* EXERCISE AIM *
Reproduce the GPT-4V write-up word for word, from "GPT-4V can handle" to "Visual referring prompting.".

* SOURCE PASSAGE *

......

There was a comprehensive red teaming focusing on six areas: Scientific proficiency, Medical advice, Stereotyping and ungrounded inferences, Disinformation risks, Hateful Content, and Visual vulnerabilities. The paper provides more details on these issues and the results of their endeavors. It’s evident that a significant amount of work was put in, and the latest version of GPT-4V has improved as a result.
Preliminary Explorations with GPT-4V(ision)
The paper "The Dawn of LMMs: Preliminary Explorations with GPT-4V(ision)" (https://arxiv.org/abs/2309.17421) seems even more intriguing.
GPT-4V can handle multiple images, effortlessly alternating between pictures and text. This model introduces a range of prompting techniques.
1. For starters, it can respond to textual instructions. This includes Constrained prompting (e.g., asking for a JSON output for a driver's license photo) or Condition on good performance. The latter tunes the LLM for task success. Think of it as saying, "You're an expert in counting items in an image. Let’s tally the apples in the picture below, row by row, to ensure accuracy." – it reminds me of the other one NLP (a little wink to Grinder and Bandler)!
2. There's Visual Pointing. Users can input coordinates within an image or point to specific regions using arrows, rectangle, circle highlights, etc.
The researchers have named this interaction method Visual referring prompting.
3. Combining text and visuals, the prompts can be hybrid.
4. The model’s flexibility allows for text-image few-shot learning with added visual examples.
The GPT-4V model has a diverse set of capabilities:
In the realm of picture-text pairs, GPT-4V can describe images, recognizing celebrities, places, food, logos, understanding medical images, various scenes, and even handling counterfactual examples. It's a bummer they didn't include the plane picture from the classic “Building Machines That Learn and Think Like People” (https://arxiv.org/abs/1604.00289). UPDATE: I did it.
The model excels in object localization and counting and is adept at Dense Captioning.
It boasts a degree of common sense and a genuine understanding of the world, recognizing jokes, memes, answering questions related to physics, geography, biology, and even drawing from visual cues.
It can decipher text, tables, graphs, and comprehend documents. Plus, it’s multilingual, effective for non-English prompts, generating text and recognizing content within images. Handy tools like LaTeX, markdown, and Python code generation are part of its arsenal.
The model demonstrates abilities in comprehending multiple languages in image and text modalities.
For the cinematic folks, GPT-4V works with videos, treating them as a sequence of frames.
Tests on Abstract Visual Reasoning and intellect? Check! It can gauge emotions from face photos or predict emotions an image might evoke, leading to Emotion Conditioned Output.
I highly recommend to look at the original paper, there are much more exciting examples!

......

(Dataset items)

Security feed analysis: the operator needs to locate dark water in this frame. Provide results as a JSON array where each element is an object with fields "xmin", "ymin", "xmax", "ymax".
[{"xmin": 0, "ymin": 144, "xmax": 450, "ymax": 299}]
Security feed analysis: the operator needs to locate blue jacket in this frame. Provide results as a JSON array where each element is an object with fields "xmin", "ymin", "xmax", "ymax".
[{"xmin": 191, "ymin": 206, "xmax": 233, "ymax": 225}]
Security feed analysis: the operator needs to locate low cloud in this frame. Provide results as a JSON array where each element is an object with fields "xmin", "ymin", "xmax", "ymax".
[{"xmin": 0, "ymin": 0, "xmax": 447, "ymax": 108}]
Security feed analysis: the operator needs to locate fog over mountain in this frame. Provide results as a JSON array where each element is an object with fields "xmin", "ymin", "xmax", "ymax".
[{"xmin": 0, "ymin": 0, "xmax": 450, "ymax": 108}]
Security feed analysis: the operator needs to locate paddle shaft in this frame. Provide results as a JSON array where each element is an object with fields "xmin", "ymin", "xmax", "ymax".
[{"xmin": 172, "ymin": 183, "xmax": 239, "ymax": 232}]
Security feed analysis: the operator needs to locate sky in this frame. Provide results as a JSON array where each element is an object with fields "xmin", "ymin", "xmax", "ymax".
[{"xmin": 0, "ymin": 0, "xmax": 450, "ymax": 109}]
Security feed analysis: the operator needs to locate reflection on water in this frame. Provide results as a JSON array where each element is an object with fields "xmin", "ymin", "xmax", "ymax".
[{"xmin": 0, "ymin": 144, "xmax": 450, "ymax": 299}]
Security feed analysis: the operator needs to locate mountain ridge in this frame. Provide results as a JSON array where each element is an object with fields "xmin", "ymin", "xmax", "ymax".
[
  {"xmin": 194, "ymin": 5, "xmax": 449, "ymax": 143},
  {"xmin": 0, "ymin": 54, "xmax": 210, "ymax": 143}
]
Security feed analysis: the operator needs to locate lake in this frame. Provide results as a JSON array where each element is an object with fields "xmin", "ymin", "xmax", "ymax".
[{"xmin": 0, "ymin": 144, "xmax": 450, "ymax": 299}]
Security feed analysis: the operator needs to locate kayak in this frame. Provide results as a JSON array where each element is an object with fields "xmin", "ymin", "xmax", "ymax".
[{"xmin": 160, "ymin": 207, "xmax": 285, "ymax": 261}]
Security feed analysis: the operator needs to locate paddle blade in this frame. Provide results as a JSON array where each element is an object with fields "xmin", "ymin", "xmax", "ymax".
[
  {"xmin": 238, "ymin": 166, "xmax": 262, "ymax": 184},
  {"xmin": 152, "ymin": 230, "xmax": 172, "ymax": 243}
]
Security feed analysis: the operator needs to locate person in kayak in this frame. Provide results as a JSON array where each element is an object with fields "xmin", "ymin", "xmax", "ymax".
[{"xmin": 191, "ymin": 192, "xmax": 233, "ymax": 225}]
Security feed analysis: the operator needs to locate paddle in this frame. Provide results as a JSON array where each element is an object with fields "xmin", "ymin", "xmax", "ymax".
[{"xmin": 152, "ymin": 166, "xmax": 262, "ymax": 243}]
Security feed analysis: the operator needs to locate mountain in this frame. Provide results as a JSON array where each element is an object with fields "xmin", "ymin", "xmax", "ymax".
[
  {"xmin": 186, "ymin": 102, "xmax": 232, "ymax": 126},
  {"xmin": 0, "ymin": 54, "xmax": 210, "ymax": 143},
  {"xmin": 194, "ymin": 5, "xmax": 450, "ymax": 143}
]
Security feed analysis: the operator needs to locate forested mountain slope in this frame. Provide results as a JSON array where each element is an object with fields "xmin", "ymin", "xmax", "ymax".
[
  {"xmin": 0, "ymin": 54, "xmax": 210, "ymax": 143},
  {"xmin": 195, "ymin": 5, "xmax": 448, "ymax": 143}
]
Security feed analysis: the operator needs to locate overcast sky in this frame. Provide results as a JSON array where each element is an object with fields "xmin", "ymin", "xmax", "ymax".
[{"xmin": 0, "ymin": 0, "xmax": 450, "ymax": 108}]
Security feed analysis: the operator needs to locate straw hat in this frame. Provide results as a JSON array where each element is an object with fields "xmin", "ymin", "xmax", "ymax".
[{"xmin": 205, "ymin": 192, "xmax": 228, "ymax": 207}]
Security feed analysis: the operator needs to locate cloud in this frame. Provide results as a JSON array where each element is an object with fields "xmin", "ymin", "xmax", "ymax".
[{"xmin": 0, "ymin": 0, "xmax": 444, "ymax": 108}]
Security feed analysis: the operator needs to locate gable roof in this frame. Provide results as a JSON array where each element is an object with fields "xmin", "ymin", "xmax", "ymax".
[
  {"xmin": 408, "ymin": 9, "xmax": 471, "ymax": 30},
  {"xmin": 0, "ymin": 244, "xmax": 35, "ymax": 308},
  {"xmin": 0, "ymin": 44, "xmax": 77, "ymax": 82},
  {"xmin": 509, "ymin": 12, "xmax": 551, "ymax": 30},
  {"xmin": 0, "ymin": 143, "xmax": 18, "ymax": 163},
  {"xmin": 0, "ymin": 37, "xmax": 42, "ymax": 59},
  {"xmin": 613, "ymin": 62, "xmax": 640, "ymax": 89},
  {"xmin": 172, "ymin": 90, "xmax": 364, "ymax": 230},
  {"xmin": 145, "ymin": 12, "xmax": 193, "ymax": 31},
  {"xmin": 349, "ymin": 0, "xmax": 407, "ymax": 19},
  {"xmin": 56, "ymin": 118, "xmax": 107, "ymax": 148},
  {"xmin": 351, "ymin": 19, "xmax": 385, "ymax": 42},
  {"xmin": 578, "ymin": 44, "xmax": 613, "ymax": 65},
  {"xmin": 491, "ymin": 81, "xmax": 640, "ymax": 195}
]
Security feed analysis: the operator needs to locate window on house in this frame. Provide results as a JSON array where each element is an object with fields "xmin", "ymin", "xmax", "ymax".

......

* RESPONSE *
GPT-4V can handle multiple images, effortlessly alternating between pictures and text. This model introduces a range of prompting techniques.
1. For starters, it can respond to textual instructions. This includes Constrained prompting (e.g., asking for a JSON output for a driver's license photo) or Condition on good performance. The latter tunes the LLM for task success. Think of it as saying, "You're an expert in counting items in an image. Let’s tally the apples in the picture below, row by row, to ensure accuracy." – it reminds me of the other one NLP (a little wink to Grinder and Bandler)!
2. There's Visual Pointing. Users can input coordinates within an image or point to specific regions using arrows, rectangle, circle highlights, etc.
The researchers have named this interaction method Visual referring prompting.